### Given problem
Transcribe each line of the records below exactly, excluding any embedded images.

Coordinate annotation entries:

▬▬▬

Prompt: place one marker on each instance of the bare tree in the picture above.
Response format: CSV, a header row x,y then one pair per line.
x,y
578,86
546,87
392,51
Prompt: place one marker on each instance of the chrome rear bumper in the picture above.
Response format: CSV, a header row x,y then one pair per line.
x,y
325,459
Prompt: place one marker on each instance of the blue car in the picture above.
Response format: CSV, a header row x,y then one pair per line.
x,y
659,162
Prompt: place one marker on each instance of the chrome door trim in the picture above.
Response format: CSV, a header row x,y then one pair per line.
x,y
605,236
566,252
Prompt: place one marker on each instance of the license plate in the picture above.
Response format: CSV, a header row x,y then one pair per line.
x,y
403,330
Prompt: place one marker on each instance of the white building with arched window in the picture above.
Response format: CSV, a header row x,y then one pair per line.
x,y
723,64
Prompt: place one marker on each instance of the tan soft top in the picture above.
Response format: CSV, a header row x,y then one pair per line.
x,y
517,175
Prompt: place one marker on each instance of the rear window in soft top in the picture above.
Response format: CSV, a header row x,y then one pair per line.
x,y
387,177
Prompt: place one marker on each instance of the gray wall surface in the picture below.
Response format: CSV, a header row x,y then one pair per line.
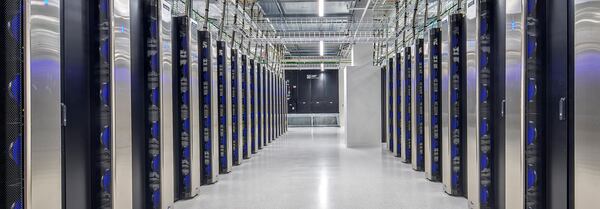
x,y
363,122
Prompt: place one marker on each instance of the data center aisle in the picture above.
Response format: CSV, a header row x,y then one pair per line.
x,y
312,168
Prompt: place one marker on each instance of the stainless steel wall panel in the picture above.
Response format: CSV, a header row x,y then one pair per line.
x,y
122,144
166,105
196,133
514,104
42,97
472,102
586,163
445,120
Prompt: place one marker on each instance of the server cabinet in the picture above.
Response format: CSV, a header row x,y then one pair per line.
x,y
432,104
585,103
186,121
454,86
407,143
209,108
417,106
236,128
389,66
484,100
224,103
30,105
259,107
246,109
253,107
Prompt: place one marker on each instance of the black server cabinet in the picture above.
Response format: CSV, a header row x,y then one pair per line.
x,y
390,106
436,107
398,98
383,107
181,108
458,122
222,103
260,105
245,108
419,97
407,105
11,105
235,136
206,106
253,107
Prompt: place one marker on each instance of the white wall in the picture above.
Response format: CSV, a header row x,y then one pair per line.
x,y
363,102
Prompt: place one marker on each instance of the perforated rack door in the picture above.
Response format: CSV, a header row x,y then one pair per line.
x,y
11,105
436,107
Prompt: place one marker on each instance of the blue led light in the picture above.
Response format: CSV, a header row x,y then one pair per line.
x,y
105,137
531,177
155,164
531,133
16,150
155,130
15,89
18,204
156,198
106,180
105,93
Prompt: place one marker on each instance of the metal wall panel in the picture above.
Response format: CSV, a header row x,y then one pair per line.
x,y
445,120
472,79
121,79
514,104
586,125
42,82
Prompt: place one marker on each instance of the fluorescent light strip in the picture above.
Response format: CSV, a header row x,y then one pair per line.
x,y
321,8
321,48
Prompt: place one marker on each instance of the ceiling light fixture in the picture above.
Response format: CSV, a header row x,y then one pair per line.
x,y
321,48
321,8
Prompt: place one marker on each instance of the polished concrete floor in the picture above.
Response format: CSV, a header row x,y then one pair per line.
x,y
312,168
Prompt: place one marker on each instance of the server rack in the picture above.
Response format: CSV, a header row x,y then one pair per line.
x,y
254,125
187,108
418,110
236,127
454,85
393,112
584,105
224,103
209,112
390,107
407,104
30,45
433,108
263,109
246,109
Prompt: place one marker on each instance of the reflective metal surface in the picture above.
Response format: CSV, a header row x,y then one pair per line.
x,y
166,104
472,99
122,158
446,161
514,104
586,114
195,107
43,159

▬▬▬

### Written solution
Prompt: place one marker on each instance of the bare tree in the picture above.
Response format: CSV, a header row x,y then one pair per line.
x,y
578,86
546,87
392,51
Prompt: place one marker on each instance of the chrome rear bumper in the picture above.
Response format: CSV, a header row x,y then one pair per line.
x,y
325,459
Prompt: place one marker on each instance of the blue car in the picture above.
Response format: CSV, a header row x,y then one pair per line.
x,y
659,162
Prompt: place one marker on each instance of the chrome door trim in the picture above.
Response format: CSV, a header row x,y then one pair per line.
x,y
605,236
566,252
Prompt: place one marker on each instance of the license plate in the picture above.
Response format: CSV, a header row x,y then one pair per line.
x,y
403,330
Prompt: place one marker on each instance of the white building with arched window in the picture above.
Response format: CSV, a header row x,y then one pair per line.
x,y
723,64
Prompt: place one marker on each instance of the tan soft top in the picture above.
Response format: CSV, a header row x,y then one pair per line.
x,y
517,175
Prompt: place one marker on each instance of the rear window in soft top in the picture above.
Response format: CSV, a header row x,y then one pair per line.
x,y
387,177
Prompt: place one marker on each instance of the gray wall surface in the picture below.
Response format: CSV, a header row x,y then one pair per line.
x,y
363,122
Prompt: place one marker on each instance of the data center aisle in the picture above.
Response format: CSV, a header row x,y then one pair per line.
x,y
312,168
Prompt: place one marker on each instance of the stainless steel wall panel in the picture above.
Response format: CSV, a header row x,y then one pair per line.
x,y
122,144
166,105
196,133
514,104
42,97
472,102
586,163
445,120
Prompt: place one marker on each instance of the server cabinet in the picture above.
Response format: CSV, a header row x,y then one pair per line.
x,y
432,104
585,103
186,121
454,86
407,143
209,108
417,106
236,128
389,66
484,100
224,103
30,105
259,107
246,109
253,107
Prompt: place one marker on each instance of the black server cabinet in the picture above.
Response format: CSV, a header row x,y then one pair per line.
x,y
390,106
436,107
398,98
383,107
181,108
458,122
222,103
260,105
245,108
419,97
407,105
11,105
235,136
206,106
253,107
Prompt: place one marker on each instance of the white wall in the picture above.
Response format: CSV, a header row x,y then one pair per line.
x,y
363,102
Prompt: place one marker on each instance of the perforated rack door in the picture above.
Response format: CSV, a header row x,y then one pair per line.
x,y
11,105
436,107
Prompt: place one marker on each instance of the blue led light in the picture above.
Response format: CSV, a header row x,y then one pair per line.
x,y
105,137
531,177
155,164
531,133
16,150
155,130
15,89
18,204
156,198
106,180
105,93
Prompt: place one marker on each instance of the metal wall panel in the picture above.
Response format: CSV, a header row x,y then one pair per line.
x,y
445,120
472,79
121,79
514,104
586,125
42,82
Prompt: place one marker on each instance of the fluorescent light strip in the picture above.
Response format: CSV, a header row x,y then one pair per line.
x,y
321,8
321,48
Prompt: place one marker on each instance of the ceiling light fixture in the picture above.
Response format: CSV, a header row x,y then one pair per line.
x,y
321,48
321,8
Prompt: place one marker on each instance of the polished concrete floor in the picture above.
Response format: CSV, a header row x,y then one pair per line.
x,y
312,168
Prompt: place one marker on each instance of the server rack in the picture above.
Response format: CSV, a header row x,y then one pair per line.
x,y
254,125
187,108
418,110
236,127
454,85
393,112
584,105
224,103
209,112
390,107
407,104
30,45
433,108
263,109
246,109
Prompt: place one marker on each instance of the reflective metal surface in the picture above.
Response format: CSV, a header row x,y then one pair per line.
x,y
166,104
472,99
122,158
446,161
514,104
586,114
195,107
43,159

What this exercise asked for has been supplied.